== Directive ==
Output, please, every line from the line that holds "of the wooden" to the end, exactly as written.

═══ Extracted information ═══

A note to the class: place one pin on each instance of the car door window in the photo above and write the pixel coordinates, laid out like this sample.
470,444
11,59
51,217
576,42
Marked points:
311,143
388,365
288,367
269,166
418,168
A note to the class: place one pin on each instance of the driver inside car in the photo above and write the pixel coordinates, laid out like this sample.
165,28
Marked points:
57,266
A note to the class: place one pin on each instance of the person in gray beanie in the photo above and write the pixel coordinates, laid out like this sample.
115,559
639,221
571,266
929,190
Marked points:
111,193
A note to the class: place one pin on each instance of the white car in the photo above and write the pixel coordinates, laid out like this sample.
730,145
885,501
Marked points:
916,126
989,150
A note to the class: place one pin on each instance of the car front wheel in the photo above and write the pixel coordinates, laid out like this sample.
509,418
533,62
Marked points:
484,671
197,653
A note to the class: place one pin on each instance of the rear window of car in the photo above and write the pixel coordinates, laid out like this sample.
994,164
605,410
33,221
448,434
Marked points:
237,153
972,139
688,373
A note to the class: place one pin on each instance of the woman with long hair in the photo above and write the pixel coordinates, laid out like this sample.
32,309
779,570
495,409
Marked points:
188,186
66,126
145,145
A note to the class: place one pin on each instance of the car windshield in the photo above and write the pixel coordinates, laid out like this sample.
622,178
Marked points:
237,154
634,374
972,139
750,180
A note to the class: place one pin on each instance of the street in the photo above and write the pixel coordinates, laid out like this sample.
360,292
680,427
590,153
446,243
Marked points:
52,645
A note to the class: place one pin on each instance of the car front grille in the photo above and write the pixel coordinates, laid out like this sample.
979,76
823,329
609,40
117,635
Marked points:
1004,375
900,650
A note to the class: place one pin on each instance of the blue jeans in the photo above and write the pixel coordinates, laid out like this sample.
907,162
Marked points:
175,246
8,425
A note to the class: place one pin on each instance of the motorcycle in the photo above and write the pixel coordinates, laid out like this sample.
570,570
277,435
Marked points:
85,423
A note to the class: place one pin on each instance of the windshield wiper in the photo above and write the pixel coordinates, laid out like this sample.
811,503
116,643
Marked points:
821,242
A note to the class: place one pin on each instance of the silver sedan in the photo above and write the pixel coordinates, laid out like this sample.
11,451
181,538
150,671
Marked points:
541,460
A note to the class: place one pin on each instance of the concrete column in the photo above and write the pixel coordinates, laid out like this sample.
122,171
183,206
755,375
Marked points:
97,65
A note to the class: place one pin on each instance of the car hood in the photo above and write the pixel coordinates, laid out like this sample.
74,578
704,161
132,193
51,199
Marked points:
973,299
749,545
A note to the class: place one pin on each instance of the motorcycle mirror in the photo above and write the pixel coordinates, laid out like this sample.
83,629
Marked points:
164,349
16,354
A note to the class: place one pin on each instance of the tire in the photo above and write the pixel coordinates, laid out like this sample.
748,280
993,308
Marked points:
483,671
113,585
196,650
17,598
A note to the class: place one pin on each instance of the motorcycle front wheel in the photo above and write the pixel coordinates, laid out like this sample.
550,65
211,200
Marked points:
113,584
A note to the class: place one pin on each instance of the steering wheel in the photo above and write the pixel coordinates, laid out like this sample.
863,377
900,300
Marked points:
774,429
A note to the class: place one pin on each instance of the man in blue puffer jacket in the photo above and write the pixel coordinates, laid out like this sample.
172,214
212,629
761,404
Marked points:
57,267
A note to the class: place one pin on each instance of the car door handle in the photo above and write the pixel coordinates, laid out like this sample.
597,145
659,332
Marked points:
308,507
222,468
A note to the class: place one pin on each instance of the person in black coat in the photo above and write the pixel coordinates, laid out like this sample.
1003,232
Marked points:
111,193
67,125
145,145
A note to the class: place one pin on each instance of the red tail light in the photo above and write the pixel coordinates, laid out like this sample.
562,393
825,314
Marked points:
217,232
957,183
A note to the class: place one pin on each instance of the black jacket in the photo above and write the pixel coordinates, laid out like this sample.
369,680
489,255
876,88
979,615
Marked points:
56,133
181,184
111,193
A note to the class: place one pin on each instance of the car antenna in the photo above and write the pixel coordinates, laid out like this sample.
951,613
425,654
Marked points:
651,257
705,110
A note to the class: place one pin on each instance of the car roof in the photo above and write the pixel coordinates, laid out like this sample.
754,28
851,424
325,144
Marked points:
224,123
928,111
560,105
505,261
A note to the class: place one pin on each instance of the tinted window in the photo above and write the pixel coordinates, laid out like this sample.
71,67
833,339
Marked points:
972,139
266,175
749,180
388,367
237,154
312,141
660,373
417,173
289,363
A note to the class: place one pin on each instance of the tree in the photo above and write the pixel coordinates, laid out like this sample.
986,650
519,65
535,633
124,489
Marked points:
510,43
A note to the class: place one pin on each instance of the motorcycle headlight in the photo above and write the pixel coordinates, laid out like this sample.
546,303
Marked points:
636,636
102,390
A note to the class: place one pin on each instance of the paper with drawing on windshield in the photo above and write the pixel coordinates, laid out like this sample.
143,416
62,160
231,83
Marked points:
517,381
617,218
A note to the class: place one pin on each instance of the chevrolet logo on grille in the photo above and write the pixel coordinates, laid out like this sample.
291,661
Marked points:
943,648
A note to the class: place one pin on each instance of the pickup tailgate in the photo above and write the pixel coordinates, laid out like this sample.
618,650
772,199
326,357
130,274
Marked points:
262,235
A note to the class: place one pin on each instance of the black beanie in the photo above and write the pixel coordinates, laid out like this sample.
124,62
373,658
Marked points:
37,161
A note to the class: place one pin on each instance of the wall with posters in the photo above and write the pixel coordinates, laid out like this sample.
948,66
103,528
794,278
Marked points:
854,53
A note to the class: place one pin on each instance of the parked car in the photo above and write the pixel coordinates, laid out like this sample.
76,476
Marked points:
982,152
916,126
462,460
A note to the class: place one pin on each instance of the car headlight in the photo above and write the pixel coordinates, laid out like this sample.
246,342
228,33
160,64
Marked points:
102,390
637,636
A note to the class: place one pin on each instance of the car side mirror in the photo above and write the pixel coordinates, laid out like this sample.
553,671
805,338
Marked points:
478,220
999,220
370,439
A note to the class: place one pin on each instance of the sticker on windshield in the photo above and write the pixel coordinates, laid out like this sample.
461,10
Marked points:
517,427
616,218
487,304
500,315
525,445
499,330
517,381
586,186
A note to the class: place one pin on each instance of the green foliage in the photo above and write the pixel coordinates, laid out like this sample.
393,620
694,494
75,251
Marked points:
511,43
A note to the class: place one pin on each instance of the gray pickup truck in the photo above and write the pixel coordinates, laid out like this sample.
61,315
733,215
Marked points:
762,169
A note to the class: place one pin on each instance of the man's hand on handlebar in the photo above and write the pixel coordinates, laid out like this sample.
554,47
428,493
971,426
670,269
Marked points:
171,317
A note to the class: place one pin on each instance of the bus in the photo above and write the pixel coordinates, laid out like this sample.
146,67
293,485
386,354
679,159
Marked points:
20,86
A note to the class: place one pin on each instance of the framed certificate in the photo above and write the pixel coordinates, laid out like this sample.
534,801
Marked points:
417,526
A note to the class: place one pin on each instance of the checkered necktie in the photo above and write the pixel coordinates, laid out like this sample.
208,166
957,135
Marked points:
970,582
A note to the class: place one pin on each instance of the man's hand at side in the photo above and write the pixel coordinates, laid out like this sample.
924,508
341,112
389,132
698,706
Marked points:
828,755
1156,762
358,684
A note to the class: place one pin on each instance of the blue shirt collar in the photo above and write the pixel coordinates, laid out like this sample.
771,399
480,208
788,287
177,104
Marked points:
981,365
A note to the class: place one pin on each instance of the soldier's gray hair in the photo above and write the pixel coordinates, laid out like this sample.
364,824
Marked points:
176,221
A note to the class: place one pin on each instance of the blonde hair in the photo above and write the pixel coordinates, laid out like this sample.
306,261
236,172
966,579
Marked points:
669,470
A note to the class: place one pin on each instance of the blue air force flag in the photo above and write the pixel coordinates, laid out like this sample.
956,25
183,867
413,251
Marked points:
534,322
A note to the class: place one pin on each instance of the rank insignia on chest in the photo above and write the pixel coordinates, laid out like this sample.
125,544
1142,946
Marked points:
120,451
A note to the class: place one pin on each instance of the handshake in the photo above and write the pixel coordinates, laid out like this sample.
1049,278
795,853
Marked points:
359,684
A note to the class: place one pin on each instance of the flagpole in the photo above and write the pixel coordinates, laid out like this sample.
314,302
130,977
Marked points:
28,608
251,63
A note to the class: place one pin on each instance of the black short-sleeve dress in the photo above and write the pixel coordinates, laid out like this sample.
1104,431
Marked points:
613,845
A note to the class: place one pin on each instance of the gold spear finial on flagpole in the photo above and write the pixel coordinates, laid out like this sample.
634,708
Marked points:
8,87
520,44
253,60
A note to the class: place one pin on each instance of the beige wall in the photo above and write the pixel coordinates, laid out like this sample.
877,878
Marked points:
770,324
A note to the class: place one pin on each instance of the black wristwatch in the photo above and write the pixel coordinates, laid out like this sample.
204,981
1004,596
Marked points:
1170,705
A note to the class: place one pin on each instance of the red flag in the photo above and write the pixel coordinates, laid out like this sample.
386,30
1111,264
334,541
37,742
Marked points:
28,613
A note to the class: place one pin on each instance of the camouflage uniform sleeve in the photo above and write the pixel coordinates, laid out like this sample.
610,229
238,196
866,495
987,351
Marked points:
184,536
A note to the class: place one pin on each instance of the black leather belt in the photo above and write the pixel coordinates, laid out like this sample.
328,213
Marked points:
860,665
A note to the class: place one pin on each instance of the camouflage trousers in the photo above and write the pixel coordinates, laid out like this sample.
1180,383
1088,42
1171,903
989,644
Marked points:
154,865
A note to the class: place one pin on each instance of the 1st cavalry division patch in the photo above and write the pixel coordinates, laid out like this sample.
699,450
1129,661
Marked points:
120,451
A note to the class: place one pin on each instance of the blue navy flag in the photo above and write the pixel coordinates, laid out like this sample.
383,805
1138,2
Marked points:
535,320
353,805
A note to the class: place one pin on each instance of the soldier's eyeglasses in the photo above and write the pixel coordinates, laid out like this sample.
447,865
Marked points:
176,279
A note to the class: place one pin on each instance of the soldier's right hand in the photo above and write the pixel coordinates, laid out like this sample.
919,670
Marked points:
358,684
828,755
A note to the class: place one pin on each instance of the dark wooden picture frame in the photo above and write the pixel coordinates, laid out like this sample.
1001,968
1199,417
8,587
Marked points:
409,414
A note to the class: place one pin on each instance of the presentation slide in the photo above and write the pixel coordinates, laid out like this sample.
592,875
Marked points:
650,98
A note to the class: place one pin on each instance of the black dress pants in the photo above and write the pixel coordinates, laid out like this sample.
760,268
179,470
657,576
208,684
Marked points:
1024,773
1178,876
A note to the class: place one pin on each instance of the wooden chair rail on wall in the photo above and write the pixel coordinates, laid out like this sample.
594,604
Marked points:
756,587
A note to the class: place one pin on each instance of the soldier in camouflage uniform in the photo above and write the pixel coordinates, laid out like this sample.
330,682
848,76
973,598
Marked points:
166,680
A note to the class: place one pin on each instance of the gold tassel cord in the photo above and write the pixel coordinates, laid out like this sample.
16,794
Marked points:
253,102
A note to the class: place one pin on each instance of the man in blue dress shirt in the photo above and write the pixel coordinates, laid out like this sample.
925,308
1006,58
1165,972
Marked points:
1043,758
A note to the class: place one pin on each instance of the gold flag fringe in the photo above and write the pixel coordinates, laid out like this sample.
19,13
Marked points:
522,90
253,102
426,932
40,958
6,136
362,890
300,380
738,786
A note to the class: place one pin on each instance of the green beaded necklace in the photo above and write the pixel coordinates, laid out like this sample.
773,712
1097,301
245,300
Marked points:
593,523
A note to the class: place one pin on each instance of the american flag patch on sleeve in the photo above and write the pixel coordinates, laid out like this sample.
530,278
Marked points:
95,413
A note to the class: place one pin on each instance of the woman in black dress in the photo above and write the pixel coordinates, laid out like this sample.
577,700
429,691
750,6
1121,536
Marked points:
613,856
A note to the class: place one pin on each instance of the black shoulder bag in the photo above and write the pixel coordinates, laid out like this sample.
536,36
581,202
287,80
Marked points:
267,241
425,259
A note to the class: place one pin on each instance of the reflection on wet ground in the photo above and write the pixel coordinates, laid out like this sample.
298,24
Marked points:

═══

== Exercise result ==
A note to the class: place one pin on each instance of the wooden chair rail on wall in the photo above and write the pixel coordinates, laid out like this sample.
594,604
Marked points:
756,587
A note to the class: place one pin on each instance of the soldier in camouflage uniform in the photo above and write the pixel coordinates, laid out like this sample.
330,682
848,76
973,598
Marked points:
166,680
A note to the class: place one pin on each instance of the gold tassel cord in the photo above and write the pixel coordinates, laid out like this sample.
16,794
Marked points:
253,102
A note to the class: place one pin on each instance of the man in blue dress shirt in the photo above and write the pixel coordinates, laid out like this sample.
925,308
1006,58
1165,972
Marked points:
1043,758
A note to the class: place one pin on each instance of the gold flag fringe in the photo above and write the pixel coordinates, laid out like this sample.
19,13
Marked points:
522,90
253,102
426,932
40,958
6,136
362,890
300,380
738,786
A note to the class: place one pin on each instance of the green beaded necklace in the photo above and write the pixel coordinates, laid out like this sample.
773,712
1097,301
245,300
Marked points:
593,523
A note to the class: place one pin on each instance of the american flag patch on sleeve in the photo above and write the pixel coordinates, laid out like this sample.
530,278
Marked points:
95,413
A note to the class: place one pin on each instance of the woman in black dress in the photo above and write the pixel coordinates, laid out like this sample.
577,700
429,691
750,6
1121,536
Marked points:
613,856
A note to the class: place one pin on each instance of the black shoulder bag in the photo above and write the pixel coordinates, laid out like this sample.
536,36
581,202
287,80
Marked points:
267,241
425,259
A note to the class: place one pin on each instance of the reflection on wet ground in the photo above and write the pixel coordinates, laid out like this sample.
298,24
Marked points:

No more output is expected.